◆ SET PROBLEM ◆
Please extract every line from the start of the rows through the line containing "(0, 15), (68, 73)", both ends included, and reproduce them word for word.

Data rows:
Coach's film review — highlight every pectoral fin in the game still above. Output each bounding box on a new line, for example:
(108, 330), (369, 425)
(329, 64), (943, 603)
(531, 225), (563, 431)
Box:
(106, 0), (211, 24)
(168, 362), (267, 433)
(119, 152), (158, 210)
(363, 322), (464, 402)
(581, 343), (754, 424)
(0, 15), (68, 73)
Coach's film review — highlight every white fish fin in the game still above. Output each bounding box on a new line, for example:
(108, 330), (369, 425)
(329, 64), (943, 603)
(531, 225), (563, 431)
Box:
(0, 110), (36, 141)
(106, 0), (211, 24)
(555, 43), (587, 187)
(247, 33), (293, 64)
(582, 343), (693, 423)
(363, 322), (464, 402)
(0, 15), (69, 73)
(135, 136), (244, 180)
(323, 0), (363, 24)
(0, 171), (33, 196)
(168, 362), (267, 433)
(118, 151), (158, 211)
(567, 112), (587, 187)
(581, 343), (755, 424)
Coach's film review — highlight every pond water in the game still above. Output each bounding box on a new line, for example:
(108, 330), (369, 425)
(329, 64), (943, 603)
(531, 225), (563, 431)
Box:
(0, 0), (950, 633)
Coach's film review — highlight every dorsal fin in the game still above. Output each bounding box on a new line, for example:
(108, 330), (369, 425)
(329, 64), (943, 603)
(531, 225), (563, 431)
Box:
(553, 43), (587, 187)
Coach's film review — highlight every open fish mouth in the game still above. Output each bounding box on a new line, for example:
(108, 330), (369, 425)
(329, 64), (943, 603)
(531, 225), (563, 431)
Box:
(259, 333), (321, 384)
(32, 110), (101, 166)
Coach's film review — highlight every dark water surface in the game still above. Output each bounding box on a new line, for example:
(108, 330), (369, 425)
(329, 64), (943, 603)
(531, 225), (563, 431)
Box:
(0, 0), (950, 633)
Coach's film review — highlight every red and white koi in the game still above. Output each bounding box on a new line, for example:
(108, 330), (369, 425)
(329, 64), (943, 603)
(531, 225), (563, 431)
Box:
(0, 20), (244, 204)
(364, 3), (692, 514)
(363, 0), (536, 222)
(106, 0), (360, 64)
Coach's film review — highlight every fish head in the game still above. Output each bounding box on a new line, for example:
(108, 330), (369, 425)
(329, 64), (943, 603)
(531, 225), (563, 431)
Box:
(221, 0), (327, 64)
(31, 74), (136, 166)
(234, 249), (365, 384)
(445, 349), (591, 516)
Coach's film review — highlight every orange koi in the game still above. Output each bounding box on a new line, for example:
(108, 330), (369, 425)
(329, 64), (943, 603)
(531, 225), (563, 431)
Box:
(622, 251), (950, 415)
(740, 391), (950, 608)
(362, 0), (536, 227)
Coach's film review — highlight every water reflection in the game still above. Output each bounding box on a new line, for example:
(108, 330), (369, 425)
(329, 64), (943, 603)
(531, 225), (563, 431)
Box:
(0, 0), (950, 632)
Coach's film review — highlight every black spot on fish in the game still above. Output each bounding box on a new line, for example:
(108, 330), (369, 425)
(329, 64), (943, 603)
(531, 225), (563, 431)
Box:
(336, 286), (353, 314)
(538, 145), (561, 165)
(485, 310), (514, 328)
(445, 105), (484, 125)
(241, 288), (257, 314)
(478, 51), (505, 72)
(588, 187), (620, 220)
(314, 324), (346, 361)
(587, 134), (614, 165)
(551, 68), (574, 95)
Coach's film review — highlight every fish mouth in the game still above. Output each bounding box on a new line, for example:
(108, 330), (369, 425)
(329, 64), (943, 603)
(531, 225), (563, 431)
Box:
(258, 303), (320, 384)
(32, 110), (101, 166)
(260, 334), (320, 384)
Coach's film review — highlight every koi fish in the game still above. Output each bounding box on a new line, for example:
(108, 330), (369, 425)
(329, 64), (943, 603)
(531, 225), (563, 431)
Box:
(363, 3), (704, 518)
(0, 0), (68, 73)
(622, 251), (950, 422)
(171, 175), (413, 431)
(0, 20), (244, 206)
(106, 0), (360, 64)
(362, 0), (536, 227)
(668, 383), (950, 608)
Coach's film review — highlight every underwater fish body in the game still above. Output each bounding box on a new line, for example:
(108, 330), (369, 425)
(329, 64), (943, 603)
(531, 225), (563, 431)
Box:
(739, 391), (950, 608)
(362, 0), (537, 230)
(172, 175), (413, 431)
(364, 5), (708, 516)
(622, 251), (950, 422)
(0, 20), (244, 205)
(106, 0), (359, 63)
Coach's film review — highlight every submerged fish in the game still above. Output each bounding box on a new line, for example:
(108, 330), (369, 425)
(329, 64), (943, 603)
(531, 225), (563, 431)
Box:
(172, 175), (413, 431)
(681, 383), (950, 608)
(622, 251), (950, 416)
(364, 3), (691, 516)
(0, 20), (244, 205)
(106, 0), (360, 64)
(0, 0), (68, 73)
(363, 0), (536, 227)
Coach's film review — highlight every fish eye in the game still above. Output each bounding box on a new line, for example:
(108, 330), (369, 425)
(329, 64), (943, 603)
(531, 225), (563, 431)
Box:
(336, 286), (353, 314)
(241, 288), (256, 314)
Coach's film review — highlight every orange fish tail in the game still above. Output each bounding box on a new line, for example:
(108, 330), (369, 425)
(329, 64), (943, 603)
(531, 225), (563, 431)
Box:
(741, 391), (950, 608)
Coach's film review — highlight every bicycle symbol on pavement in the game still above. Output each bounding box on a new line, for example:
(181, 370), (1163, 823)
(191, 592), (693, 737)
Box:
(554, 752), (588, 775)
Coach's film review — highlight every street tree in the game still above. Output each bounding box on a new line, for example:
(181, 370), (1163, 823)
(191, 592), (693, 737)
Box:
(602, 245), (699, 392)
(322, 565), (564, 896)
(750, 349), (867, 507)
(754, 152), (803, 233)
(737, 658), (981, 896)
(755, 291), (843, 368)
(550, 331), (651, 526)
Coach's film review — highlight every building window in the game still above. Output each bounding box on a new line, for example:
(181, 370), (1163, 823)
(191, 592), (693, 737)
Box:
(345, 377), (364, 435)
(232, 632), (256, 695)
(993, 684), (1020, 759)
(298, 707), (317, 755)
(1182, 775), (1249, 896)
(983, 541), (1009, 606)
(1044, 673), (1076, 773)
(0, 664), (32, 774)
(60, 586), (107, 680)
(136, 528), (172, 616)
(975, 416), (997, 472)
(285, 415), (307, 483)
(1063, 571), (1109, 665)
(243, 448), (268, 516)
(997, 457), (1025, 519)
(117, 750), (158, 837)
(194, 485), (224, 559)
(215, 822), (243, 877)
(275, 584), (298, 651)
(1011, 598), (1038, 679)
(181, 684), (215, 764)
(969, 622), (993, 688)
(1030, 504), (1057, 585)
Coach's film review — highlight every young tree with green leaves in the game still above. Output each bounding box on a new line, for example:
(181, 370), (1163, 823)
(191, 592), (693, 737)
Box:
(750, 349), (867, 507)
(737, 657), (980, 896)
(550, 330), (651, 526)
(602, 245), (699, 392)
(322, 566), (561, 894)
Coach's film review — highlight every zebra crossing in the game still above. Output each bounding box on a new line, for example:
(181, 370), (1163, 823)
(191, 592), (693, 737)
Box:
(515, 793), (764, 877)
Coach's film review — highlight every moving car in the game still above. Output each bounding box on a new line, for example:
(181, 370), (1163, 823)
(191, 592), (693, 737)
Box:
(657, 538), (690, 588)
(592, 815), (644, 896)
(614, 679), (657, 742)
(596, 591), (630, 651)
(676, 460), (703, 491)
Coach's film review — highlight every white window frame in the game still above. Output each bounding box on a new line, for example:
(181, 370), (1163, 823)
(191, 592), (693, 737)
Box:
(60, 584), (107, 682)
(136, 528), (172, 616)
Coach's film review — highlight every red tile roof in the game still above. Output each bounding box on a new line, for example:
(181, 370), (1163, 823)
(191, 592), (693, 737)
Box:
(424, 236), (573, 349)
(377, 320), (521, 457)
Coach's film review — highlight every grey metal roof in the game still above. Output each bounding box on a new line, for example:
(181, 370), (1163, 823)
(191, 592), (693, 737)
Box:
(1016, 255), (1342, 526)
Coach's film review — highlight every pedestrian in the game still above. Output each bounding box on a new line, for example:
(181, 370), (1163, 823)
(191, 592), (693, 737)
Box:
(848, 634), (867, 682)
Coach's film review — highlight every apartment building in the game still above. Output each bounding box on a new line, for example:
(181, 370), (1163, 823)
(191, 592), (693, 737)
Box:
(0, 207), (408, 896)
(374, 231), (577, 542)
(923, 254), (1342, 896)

◆ WORKED SOLUTION ◆
Coach's film review — highlight every pectoral fin in the game still above. Output each bounding box on a new line, for example:
(108, 330), (369, 425)
(329, 64), (943, 603)
(531, 225), (563, 431)
Box:
(106, 0), (211, 24)
(168, 362), (267, 433)
(119, 152), (158, 210)
(363, 322), (464, 402)
(581, 343), (754, 424)
(0, 15), (68, 73)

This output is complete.